> Extract:

# # # # #

LEHMAN TWP. — It was supposed to be all about that shiny metal box standing amid the old-growth trees, wire fingers poking into the creek and sending data to a geostationary satellite. But, you know, this is Lehman Sanctuary. You don’t get to walk into the woods without learning something.
“It’s an orange-spotted newt in the red eft stage,” John Levitsky said after picking up the little critter from the path people were following toward the sanctuary’s new water quality testing equipment. The watershed specialist with the Luzerne Conservation District explained the newt lives a double life, born aquatic, coming onto land to live most of its life, then returning to an aquatic life to lay eggs for another generation.
Levitsky had joined a handful of media people, area conservationists and representatives from Misericordia University to officially show off and turn on the new telemetry equipment. It was purchased with two $3,000 grants, one from the state Department of Environmental Protection and the other from Pennsylvania American Water.
Misericordia Associate Biology Professor Cosima Wiese said the equipment opens up a wide range of educational opportunities. The data is relayed to computer cloud storage and available 24 hours a day, in real time. She is planning to incorporate it into one of her classes, and is working with area school districts to find ways to use it in elementary and high schools.
The data can be used in school lessons, and the students can then take a field trip to the sanctuary to see what they’ve been studying. Chris Miller, whose family owns the land that has become the non-profit sanctuary, noted the data is initially stored in binary form, so it could even be used in computer programming classes with students converting it to other formats.

# # # # #

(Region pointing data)
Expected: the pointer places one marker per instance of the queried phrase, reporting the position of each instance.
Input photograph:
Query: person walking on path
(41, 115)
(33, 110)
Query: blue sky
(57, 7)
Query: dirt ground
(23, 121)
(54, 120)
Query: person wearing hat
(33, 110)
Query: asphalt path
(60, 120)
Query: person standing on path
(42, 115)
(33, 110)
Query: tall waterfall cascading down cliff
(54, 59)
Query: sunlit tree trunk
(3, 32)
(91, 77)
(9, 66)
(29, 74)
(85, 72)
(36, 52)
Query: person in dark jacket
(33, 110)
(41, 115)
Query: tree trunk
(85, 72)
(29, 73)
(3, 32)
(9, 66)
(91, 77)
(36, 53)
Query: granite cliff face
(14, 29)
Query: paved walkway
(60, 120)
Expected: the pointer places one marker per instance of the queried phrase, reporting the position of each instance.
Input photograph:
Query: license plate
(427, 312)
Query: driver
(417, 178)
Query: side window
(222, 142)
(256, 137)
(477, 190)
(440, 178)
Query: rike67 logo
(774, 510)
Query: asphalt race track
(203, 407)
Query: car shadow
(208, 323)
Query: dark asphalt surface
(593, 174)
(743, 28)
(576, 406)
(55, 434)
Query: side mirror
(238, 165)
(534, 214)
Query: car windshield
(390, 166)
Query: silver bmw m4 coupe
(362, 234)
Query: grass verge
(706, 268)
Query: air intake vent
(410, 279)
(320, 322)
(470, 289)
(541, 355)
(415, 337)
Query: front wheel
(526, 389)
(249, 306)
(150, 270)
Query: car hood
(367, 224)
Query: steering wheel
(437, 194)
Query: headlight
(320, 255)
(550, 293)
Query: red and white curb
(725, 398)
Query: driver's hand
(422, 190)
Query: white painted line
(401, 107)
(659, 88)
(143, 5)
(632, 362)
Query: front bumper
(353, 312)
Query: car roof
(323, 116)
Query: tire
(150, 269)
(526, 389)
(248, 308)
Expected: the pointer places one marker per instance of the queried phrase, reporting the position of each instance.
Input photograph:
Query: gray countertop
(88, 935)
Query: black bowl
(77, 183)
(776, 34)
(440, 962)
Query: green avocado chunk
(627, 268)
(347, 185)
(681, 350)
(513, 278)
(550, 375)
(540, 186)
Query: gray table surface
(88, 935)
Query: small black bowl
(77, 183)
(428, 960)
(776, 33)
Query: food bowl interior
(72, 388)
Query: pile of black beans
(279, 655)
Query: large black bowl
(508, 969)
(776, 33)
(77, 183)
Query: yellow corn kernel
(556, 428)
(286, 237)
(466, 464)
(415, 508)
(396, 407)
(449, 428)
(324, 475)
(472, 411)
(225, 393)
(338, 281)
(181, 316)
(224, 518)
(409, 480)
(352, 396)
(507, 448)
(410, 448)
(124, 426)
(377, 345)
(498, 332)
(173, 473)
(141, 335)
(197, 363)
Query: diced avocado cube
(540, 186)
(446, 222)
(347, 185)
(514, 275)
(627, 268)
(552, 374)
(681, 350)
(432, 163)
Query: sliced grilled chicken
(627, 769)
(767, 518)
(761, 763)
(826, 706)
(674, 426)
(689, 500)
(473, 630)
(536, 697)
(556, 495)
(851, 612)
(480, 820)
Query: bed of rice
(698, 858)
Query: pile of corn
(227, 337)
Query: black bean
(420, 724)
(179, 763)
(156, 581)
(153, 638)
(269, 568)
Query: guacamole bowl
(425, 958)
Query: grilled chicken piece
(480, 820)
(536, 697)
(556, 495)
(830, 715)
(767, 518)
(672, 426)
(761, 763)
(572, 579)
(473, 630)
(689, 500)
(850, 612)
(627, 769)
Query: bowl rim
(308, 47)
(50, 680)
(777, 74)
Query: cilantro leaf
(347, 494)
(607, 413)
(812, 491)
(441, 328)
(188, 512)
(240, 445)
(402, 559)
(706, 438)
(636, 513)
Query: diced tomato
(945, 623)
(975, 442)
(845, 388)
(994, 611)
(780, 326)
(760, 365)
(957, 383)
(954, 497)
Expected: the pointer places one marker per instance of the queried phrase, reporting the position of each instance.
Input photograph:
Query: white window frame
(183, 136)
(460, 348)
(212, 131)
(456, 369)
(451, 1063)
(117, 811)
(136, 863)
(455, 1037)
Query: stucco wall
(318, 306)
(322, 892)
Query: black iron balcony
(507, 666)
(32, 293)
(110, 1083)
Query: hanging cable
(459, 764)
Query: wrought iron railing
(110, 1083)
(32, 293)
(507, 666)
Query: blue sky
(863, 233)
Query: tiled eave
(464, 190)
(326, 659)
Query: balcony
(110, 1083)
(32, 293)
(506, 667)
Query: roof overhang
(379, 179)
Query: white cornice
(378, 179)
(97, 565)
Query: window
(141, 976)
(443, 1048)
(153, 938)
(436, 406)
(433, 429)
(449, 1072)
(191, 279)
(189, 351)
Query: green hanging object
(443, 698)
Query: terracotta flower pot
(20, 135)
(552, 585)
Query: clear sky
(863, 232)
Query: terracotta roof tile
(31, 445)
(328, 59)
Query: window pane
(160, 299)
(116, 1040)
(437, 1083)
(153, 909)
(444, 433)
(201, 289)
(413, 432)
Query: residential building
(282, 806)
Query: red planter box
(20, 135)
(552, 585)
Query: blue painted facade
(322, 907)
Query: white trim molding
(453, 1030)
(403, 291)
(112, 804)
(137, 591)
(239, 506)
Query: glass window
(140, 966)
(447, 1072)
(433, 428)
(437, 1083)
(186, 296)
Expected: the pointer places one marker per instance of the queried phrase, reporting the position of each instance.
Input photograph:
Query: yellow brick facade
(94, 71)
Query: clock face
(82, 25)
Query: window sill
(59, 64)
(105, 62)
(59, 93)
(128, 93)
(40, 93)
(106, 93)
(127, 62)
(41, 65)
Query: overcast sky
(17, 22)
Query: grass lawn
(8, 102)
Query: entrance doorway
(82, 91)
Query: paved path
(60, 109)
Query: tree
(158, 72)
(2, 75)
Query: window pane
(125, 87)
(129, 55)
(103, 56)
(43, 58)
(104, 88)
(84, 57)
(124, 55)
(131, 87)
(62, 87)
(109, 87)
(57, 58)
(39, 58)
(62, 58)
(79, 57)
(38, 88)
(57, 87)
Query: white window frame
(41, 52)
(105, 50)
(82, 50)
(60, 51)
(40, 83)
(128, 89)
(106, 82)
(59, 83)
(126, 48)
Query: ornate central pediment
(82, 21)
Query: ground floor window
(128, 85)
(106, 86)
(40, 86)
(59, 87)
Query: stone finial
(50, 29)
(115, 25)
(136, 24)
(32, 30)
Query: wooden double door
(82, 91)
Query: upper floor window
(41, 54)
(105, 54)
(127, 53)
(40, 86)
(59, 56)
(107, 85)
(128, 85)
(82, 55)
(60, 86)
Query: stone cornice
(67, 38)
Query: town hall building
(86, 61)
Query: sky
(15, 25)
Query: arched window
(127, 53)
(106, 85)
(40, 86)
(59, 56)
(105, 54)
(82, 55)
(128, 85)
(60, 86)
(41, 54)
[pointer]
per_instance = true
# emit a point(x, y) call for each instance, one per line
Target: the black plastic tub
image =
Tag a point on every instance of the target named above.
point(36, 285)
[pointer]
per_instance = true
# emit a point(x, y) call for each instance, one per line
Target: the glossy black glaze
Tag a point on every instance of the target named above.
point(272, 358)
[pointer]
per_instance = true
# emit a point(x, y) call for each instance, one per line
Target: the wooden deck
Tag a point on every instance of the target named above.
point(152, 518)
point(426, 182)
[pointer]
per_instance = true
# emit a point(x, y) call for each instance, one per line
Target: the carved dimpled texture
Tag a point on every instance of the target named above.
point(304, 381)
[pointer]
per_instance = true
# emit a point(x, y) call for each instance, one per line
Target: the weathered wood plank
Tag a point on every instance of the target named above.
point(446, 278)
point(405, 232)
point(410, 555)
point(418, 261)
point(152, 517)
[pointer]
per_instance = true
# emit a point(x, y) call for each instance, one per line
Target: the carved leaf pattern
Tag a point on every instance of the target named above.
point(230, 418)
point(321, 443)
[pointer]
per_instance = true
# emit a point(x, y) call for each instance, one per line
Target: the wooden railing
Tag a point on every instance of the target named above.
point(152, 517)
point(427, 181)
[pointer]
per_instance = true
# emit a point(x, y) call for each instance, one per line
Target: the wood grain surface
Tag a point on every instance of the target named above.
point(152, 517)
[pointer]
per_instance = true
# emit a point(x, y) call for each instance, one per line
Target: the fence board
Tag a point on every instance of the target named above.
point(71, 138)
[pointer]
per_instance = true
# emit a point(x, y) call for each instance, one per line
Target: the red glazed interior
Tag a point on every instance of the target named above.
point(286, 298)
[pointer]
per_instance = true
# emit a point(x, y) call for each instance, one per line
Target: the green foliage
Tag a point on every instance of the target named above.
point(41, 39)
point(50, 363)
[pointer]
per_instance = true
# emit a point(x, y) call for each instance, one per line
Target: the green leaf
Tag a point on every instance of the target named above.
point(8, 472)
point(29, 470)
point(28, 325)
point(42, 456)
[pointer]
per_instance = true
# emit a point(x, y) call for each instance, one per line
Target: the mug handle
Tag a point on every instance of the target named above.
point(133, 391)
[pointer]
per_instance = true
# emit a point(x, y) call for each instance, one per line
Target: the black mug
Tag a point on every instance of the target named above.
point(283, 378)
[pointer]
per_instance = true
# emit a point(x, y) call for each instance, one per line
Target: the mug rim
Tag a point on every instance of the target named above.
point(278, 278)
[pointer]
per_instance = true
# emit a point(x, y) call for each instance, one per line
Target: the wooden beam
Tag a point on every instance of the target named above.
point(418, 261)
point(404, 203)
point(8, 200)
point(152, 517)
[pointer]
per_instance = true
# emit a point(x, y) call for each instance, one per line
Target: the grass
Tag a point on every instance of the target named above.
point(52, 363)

# # # # #

> Action item A: According to the Lehman Sanctuary article, why could the water data even be used in computer programming classes?
> Action item B: Repeat the part of the Lehman Sanctuary article from "LEHMAN TWP. —" up to and including "without learning something." word for word.

> Your solution A: The data is initially stored in binary form, so students in programming classes could work on converting it to other formats.

> Your solution B:
LEHMAN TWP. — It was supposed to be all about that shiny metal box standing amid the old-growth trees, wire fingers poking into the creek and sending data to a geostationary satellite. But, you know, this is Lehman Sanctuary. You don’t get to walk into the woods without learning something.